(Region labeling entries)
──────────

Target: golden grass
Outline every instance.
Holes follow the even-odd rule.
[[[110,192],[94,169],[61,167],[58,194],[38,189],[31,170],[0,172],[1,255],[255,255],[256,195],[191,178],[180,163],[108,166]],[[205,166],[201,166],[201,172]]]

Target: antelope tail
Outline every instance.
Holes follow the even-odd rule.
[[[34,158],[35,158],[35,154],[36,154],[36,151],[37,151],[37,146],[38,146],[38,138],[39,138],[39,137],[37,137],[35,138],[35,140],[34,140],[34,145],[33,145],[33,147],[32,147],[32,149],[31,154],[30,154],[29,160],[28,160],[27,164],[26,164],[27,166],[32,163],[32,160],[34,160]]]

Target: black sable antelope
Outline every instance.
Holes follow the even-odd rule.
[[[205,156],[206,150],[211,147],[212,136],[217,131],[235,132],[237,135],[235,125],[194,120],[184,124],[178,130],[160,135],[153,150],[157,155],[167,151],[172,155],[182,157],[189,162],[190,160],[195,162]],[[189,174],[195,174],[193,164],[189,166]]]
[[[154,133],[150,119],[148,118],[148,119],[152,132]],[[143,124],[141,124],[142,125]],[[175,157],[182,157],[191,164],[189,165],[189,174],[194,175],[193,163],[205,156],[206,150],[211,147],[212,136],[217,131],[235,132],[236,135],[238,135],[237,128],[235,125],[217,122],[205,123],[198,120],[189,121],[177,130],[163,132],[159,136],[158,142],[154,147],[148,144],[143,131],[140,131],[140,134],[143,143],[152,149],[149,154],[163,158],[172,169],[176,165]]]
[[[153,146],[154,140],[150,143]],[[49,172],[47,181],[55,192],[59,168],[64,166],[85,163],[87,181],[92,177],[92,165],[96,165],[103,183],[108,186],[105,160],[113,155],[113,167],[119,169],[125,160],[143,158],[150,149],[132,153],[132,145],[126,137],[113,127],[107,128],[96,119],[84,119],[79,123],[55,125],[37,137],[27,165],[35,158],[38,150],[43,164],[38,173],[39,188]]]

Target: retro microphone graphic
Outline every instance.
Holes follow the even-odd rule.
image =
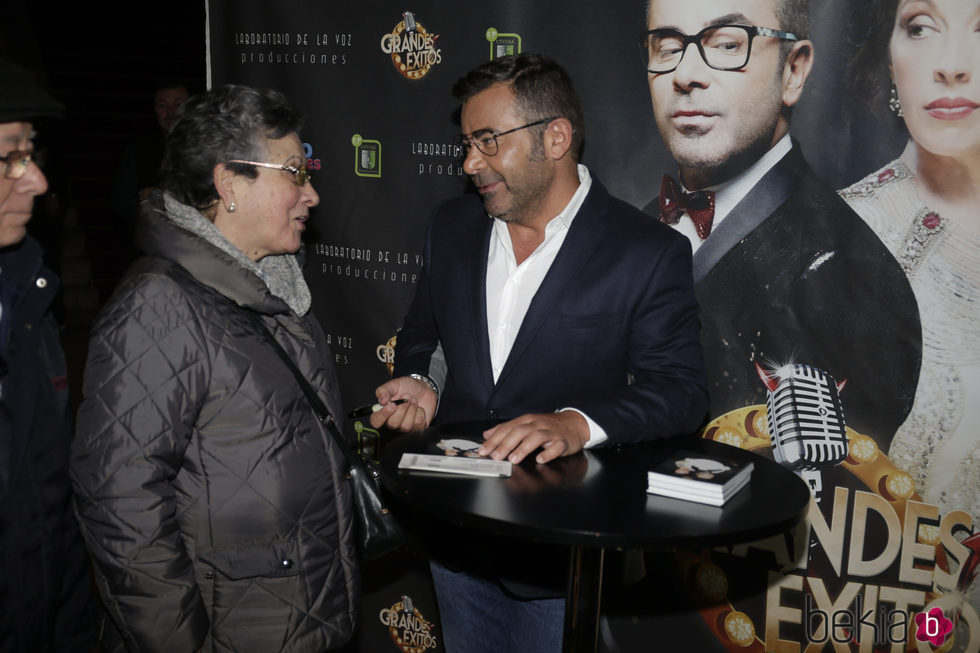
[[[756,363],[755,369],[769,391],[766,419],[776,462],[799,473],[816,497],[820,470],[847,458],[840,400],[847,381],[837,383],[823,370],[799,363],[771,372]]]

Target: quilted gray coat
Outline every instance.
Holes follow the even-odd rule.
[[[343,453],[246,314],[340,415],[296,257],[255,264],[170,196],[141,220],[149,256],[93,328],[71,461],[103,648],[339,646],[360,589]]]

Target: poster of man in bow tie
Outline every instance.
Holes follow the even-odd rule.
[[[712,418],[766,403],[760,367],[808,365],[846,383],[844,422],[887,451],[918,378],[918,309],[894,258],[791,136],[817,56],[800,4],[650,2],[653,117],[679,179],[665,177],[645,210],[694,250]]]

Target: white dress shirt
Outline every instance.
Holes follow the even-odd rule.
[[[565,242],[572,220],[592,188],[592,176],[583,165],[578,166],[578,178],[579,187],[572,199],[561,213],[548,222],[544,240],[520,265],[514,256],[514,244],[507,223],[494,218],[487,256],[487,334],[490,336],[490,362],[495,383],[514,346],[531,300],[548,274],[558,250]],[[608,439],[605,431],[588,415],[579,410],[576,412],[589,424],[586,447],[594,447]]]
[[[711,223],[711,229],[714,231],[721,224],[732,209],[735,208],[742,198],[748,195],[749,191],[759,183],[769,170],[779,163],[779,160],[786,156],[793,147],[793,141],[787,133],[779,141],[769,148],[769,151],[762,155],[758,161],[753,163],[748,170],[741,173],[740,175],[729,179],[728,181],[718,184],[717,186],[710,186],[708,188],[696,188],[694,190],[711,190],[715,193],[715,219]],[[679,182],[683,188],[683,182]],[[686,192],[690,192],[688,189],[684,188]],[[704,242],[701,237],[698,236],[698,232],[694,227],[694,221],[691,220],[686,212],[681,214],[680,220],[677,224],[671,225],[674,229],[681,232],[687,239],[691,241],[692,251],[698,251],[701,244]],[[710,235],[708,236],[711,237]]]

──────────

[EXERCISE GOAL]: Rewrite the entries from the line that has "Target: white dress shirt" through the end of the entries, putting "each instance" in place of "every instance" and leaving everything else unchanged.

[RESPONSE TO THIS TASK]:
Target: white dress shirt
Outline each instance.
Holes follow the even-odd rule.
[[[565,242],[572,220],[592,188],[592,176],[583,165],[578,166],[578,178],[579,187],[572,199],[561,213],[548,222],[544,240],[520,265],[514,256],[514,244],[507,223],[494,218],[487,256],[487,334],[490,336],[490,362],[495,383],[514,346],[531,300],[548,274],[558,250]],[[608,439],[605,431],[588,415],[579,410],[576,412],[589,424],[586,447],[594,447]]]
[[[711,223],[711,229],[714,231],[721,224],[732,209],[735,208],[742,198],[748,195],[749,191],[759,183],[769,170],[779,163],[779,160],[786,156],[793,147],[793,141],[787,133],[779,141],[769,148],[769,151],[762,155],[758,161],[753,163],[748,170],[741,173],[740,175],[729,179],[728,181],[718,184],[717,186],[710,186],[708,188],[696,188],[694,190],[711,190],[715,193],[715,219]],[[679,182],[683,188],[683,182]],[[686,192],[690,192],[688,189],[684,188]],[[704,242],[701,237],[698,236],[698,232],[694,227],[694,221],[691,220],[686,212],[681,214],[680,220],[677,224],[671,225],[674,229],[681,232],[687,239],[691,241],[692,251],[698,251],[701,244]],[[710,235],[708,236],[711,237]]]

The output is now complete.